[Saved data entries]
>> Start

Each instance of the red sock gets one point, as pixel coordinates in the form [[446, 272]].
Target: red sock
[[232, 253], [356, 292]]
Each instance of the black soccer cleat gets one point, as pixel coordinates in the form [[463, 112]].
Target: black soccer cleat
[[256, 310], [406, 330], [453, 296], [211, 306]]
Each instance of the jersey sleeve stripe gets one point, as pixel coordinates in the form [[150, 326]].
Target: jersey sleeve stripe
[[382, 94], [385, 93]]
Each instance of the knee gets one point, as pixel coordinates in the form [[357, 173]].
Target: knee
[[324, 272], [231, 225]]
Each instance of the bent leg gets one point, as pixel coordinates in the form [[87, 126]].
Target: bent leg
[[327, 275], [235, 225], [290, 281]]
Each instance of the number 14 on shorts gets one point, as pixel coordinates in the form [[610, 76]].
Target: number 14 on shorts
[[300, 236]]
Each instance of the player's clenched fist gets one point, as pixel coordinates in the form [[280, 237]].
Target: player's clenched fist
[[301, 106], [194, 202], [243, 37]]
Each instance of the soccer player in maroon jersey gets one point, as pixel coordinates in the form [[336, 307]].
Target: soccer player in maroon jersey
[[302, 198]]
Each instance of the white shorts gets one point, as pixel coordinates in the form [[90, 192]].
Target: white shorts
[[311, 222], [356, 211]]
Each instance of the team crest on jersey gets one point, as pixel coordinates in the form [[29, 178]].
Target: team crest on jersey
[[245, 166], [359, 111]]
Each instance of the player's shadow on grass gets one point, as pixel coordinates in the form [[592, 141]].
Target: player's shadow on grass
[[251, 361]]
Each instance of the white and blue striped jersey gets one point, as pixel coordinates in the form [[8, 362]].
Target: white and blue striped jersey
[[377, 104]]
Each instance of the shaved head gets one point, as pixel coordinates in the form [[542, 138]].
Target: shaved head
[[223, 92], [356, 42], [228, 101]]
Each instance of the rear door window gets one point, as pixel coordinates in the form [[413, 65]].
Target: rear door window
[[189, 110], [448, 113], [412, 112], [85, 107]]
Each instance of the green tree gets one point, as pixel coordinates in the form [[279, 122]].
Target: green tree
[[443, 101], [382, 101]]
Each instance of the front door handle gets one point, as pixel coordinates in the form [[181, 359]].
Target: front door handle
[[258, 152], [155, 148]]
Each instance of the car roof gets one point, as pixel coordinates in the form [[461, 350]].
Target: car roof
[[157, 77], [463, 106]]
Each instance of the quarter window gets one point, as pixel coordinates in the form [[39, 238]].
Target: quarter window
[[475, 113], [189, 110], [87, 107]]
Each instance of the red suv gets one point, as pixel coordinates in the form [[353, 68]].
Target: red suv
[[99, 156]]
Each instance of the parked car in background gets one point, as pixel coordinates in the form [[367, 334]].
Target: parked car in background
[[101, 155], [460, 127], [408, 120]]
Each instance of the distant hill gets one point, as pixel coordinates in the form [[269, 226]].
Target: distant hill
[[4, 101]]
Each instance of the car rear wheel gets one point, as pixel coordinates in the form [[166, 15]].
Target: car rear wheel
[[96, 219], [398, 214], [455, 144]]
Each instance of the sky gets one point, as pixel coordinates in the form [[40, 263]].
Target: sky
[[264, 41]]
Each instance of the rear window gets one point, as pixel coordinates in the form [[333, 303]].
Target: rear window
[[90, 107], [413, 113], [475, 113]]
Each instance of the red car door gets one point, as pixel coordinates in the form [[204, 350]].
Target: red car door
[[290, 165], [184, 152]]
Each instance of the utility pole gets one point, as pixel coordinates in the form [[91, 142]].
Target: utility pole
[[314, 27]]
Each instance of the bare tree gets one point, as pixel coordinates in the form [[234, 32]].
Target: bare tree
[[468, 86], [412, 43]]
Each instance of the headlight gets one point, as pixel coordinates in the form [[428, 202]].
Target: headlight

>> End

■ Task brief: Return all of the records above verbatim, line for line.

■ Solution for this task:
Each instance of the red sock gets one point, as pixel coordinates in the form [[446, 272]].
Target: red sock
[[232, 253], [356, 292]]
Each instance of the black soccer cleat gets one point, as pixel coordinates in the form [[463, 112]].
Target: black soccer cleat
[[256, 310], [406, 330], [453, 296], [211, 306]]
Each instance of the jersey sleeve stripe gets one point, as pixel coordinates in the form [[150, 326]].
Target: jersey sleeve stripe
[[382, 94], [385, 93]]
Each instance of the knee gets one point, as pixel coordinates in the form [[357, 173]].
Target: knee
[[324, 272], [231, 225]]
Each instance of the bent leg gets one point, as pixel coordinates in the form [[87, 126]].
Target: bent leg
[[327, 275], [235, 225], [290, 281]]
Each instance of the number 14 on shorts gets one point, as pixel coordinates in the form [[610, 76]].
Target: number 14 on shorts
[[300, 236]]
Each instance of the player's clenched fist gets one point, as pixel coordinates in the form [[280, 237]].
Target: player's clenched fist
[[301, 106], [194, 202], [243, 37]]
Each instance of the soccer player in maroon jersey gets one point, as pixel coordinates in the form [[336, 307]].
Target: soccer player in maroon jersey
[[302, 198]]
Each instance of the white shorts gets one point, as pixel coordinates in the form [[90, 192]].
Target: white shorts
[[311, 222], [356, 211]]
Each instance of the team crest on jersey gets one point, as pixel coordinates in the form [[29, 178]].
Target: team crest on jersey
[[245, 166], [359, 111]]
Each instance of the player's shadow on grass gets one point, as pixel coordinates in the form [[592, 141]].
Target: player's shadow on grass
[[251, 361]]
Each instance of the white and blue striped jersey gets one point, as pixel coordinates in the form [[8, 362]].
Target: white and blue striped jersey
[[377, 104]]
Each instance of the shaved head gets one point, as pixel coordinates in the form [[542, 138]].
Target: shaved head
[[223, 92], [356, 42], [228, 101]]
Each instance of the rear door window gets one point, as pixel coordinates in the form [[413, 65]].
Target: rear door window
[[189, 110], [448, 113], [412, 112], [85, 107]]
Each instance of the green tree gets one point, as pixel coordinates in the form [[279, 122]].
Target: green tree
[[443, 101], [382, 101]]
Each instance of the front door handle gets one point, as pixel coordinates in the form [[181, 359]].
Target: front door handle
[[258, 152], [155, 148]]
Each instance of the car roof gets one point, as pixel coordinates in the form [[461, 350]].
Target: car roof
[[157, 77], [463, 106]]
Each instance of the quarter window gets one point, as pixel coordinates in the form [[39, 238]].
Target: quarter window
[[475, 113], [189, 110], [87, 107]]
Each instance of the red suv gets one point, as pixel coordinates in the form [[353, 68]].
Target: red suv
[[99, 156]]
Each instance of the parked car in background gets one point, as pixel coordinates in the form [[367, 334]].
Target: parked car in background
[[101, 155], [460, 127], [408, 120]]
Each instance of the distant hill gets one point, as pixel coordinates in the form [[269, 226]].
Target: distant hill
[[4, 101]]
Each instance of the car rear wheel gets one point, as pixel coordinates in the form [[166, 15]].
Target: car rear wheel
[[96, 219], [398, 214], [455, 144]]
Each instance of the sky gets one point, as pixel coordinates in the form [[40, 263]].
Target: sky
[[264, 41]]
Each instance of the rear window gets one point, as pixel coordinates in the form [[333, 303]].
Target: rear window
[[90, 107], [413, 113], [475, 113]]
Each instance of the red car door gets one point, as pixel coordinates in the form [[204, 350]].
Target: red car door
[[290, 165], [184, 152]]
Each instance of the utility pole gets one point, as pixel coordinates in the form [[91, 142]].
Target: utility pole
[[314, 27]]
Each instance of the bare tree gets one point, as pixel coordinates in the form [[234, 32]].
Target: bare tree
[[468, 86], [412, 43]]
Each instance of the headlight gets one point, as pixel coordinates in the form [[428, 202]].
Target: headlight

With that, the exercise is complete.